■ Request: Retype, without alteration, each line from the line containing "the rear wiper" to the final line of the records.

======== Data lines

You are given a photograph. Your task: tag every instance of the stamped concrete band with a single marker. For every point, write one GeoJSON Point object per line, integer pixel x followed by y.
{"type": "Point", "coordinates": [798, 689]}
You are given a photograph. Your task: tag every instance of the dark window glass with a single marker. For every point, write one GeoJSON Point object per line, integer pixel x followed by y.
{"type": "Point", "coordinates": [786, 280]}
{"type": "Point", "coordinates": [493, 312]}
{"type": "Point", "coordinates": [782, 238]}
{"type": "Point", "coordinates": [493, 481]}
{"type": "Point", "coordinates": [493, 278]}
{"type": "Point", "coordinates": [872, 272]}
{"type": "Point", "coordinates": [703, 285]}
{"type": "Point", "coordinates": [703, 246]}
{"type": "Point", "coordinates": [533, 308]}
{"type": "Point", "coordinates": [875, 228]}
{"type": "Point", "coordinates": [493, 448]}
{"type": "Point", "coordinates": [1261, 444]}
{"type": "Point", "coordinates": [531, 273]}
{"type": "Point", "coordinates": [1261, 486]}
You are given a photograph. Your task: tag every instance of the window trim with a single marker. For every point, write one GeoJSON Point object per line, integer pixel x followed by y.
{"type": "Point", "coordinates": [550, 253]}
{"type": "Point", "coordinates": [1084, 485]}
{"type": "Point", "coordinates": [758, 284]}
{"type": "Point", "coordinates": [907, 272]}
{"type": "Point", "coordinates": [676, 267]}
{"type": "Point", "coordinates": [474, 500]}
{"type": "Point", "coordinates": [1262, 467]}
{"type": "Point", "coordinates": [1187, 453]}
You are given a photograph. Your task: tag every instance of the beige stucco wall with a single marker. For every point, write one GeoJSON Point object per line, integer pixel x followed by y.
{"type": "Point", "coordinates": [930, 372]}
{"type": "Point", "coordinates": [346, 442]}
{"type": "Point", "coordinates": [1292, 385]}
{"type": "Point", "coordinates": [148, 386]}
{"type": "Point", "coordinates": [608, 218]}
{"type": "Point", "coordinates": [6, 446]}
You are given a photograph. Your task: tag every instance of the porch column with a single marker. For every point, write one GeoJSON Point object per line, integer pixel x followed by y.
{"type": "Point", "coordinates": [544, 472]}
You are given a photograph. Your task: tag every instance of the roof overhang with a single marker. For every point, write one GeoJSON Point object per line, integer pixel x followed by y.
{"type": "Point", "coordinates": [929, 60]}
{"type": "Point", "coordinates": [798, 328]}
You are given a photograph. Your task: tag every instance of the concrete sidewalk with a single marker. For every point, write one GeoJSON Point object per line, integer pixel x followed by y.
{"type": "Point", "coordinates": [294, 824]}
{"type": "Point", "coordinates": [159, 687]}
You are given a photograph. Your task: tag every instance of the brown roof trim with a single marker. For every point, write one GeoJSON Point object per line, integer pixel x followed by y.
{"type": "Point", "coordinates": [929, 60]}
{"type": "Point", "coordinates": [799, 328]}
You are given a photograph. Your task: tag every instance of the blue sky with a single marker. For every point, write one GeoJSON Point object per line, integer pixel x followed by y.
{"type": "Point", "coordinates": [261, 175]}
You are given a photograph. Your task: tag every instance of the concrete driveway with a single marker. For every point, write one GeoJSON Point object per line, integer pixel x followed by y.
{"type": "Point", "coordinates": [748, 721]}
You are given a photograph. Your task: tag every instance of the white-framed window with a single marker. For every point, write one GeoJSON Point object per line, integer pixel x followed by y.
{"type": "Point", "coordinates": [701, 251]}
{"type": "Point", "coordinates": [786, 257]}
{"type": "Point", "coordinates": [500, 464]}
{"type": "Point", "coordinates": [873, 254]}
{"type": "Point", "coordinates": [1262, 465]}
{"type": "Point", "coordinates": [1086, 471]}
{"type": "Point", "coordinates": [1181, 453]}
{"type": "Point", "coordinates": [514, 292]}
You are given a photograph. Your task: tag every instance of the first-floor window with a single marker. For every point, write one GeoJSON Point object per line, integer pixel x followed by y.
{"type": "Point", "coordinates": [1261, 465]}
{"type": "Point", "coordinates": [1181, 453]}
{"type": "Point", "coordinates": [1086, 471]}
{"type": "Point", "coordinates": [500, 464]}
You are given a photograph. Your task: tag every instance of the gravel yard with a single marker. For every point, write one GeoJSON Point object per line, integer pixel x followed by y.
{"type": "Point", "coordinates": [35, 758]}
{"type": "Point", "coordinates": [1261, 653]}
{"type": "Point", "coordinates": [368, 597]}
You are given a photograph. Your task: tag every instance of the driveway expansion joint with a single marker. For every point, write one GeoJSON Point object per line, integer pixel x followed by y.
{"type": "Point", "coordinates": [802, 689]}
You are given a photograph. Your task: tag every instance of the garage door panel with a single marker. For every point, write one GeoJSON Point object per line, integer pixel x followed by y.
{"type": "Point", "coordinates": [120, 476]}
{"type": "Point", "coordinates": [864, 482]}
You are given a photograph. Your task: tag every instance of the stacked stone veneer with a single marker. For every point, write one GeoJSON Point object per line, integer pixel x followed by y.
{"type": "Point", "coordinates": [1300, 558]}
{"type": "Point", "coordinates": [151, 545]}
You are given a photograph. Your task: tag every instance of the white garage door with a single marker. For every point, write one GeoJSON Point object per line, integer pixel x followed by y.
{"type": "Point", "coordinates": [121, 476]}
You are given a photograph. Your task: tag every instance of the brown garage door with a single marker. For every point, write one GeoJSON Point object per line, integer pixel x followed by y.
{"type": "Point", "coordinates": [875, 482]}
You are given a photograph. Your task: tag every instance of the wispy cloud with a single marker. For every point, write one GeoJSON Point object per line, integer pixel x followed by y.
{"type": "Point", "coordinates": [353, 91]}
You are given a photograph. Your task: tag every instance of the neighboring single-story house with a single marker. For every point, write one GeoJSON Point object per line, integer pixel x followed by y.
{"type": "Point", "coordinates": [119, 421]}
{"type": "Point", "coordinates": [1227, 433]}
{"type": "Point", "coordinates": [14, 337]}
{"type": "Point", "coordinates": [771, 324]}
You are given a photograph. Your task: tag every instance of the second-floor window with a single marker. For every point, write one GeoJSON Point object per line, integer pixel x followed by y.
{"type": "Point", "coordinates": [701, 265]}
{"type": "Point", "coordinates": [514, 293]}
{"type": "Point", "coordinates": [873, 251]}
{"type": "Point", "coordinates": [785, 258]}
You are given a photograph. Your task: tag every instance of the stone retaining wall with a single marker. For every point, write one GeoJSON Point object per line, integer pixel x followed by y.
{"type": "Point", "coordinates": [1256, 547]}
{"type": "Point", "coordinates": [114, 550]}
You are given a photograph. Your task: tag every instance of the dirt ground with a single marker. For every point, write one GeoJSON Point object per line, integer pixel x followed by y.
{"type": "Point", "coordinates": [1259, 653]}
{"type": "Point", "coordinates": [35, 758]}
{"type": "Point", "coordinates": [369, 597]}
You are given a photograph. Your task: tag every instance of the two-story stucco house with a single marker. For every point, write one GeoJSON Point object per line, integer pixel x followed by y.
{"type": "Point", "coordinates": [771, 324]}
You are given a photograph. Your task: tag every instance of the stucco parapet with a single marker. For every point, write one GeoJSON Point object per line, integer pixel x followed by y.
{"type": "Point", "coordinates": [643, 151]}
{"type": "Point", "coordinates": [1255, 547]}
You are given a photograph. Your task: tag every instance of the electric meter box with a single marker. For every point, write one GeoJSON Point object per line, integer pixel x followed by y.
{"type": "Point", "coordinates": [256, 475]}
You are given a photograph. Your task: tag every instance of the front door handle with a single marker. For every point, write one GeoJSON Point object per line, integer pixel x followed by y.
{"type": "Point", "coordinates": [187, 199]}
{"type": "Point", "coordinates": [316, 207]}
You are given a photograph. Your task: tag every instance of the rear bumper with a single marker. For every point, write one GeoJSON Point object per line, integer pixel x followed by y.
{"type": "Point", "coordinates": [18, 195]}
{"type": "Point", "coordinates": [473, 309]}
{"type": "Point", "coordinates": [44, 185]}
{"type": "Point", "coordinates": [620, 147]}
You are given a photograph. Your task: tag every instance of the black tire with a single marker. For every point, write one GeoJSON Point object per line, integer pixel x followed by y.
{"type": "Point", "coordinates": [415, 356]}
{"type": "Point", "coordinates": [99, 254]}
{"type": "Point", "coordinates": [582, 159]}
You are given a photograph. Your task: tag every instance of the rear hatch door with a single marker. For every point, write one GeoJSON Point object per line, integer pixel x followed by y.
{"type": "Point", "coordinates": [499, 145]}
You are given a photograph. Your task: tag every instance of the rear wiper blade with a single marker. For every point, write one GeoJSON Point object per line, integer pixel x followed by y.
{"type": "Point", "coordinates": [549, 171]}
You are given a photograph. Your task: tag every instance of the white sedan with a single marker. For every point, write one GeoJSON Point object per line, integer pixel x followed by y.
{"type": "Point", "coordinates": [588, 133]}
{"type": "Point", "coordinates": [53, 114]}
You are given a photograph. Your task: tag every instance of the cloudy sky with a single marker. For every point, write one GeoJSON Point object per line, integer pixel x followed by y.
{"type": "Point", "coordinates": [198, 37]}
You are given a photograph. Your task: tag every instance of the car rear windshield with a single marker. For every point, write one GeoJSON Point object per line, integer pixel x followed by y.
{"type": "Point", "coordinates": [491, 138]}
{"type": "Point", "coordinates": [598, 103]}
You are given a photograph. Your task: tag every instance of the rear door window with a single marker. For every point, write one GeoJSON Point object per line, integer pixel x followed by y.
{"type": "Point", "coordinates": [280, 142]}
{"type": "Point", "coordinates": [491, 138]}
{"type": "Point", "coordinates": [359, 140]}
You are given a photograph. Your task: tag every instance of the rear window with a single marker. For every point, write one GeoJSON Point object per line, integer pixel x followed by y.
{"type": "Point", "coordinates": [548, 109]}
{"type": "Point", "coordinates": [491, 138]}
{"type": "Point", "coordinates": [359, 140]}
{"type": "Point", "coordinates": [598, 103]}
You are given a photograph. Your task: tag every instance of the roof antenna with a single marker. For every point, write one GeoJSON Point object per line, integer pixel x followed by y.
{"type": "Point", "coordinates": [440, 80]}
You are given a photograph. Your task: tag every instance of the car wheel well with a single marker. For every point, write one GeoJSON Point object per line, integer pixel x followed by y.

================

■ Response:
You are given a photograph. Your task: tag every instance of the rear wiper blade with a single marker. For every point, write one GeoJSON Point object per line, integer pixel x followed by y.
{"type": "Point", "coordinates": [549, 171]}
You are given a photograph. Your task: tag every instance of the white sedan with a single marker. For every point, write one GeoJSON Point object per line, integer pixel x followed by y.
{"type": "Point", "coordinates": [588, 133]}
{"type": "Point", "coordinates": [53, 114]}
You are given a photograph. Your task: tag every instance of the cloudy sky with a single marker. For every point, write one GeoJSON Point object per line, integer pixel x followed by y.
{"type": "Point", "coordinates": [198, 37]}
You are given a photograph. Your task: tag every instance of the car rear windshield with a single marker. For every point, write one GeoJSON Point object per line, integer pixel x followed by y.
{"type": "Point", "coordinates": [491, 138]}
{"type": "Point", "coordinates": [598, 103]}
You are given a photograph. Your task: tag every instance of the rear door window with a single marker. For every point, write one GeoJSON Point object per line, integer pixel x followed by y.
{"type": "Point", "coordinates": [280, 142]}
{"type": "Point", "coordinates": [491, 138]}
{"type": "Point", "coordinates": [359, 140]}
You are given a photograph. Your task: tag every instance of the rear window with a single marker. For every point, write one GeoJSON Point object per line, integer pixel x followed by y.
{"type": "Point", "coordinates": [548, 109]}
{"type": "Point", "coordinates": [491, 138]}
{"type": "Point", "coordinates": [359, 140]}
{"type": "Point", "coordinates": [598, 103]}
You are given a photograph. Your task: tag every instance of the roof antenna with a single marker. For every point, write one GeoJSON Point object per line, integer pixel x followed by y.
{"type": "Point", "coordinates": [440, 80]}
You are given a photograph. Your task: tag every instance of the car wheel well with a single marker. For every point, write one GeoJSON Point object per line, integer pixel x followed by y.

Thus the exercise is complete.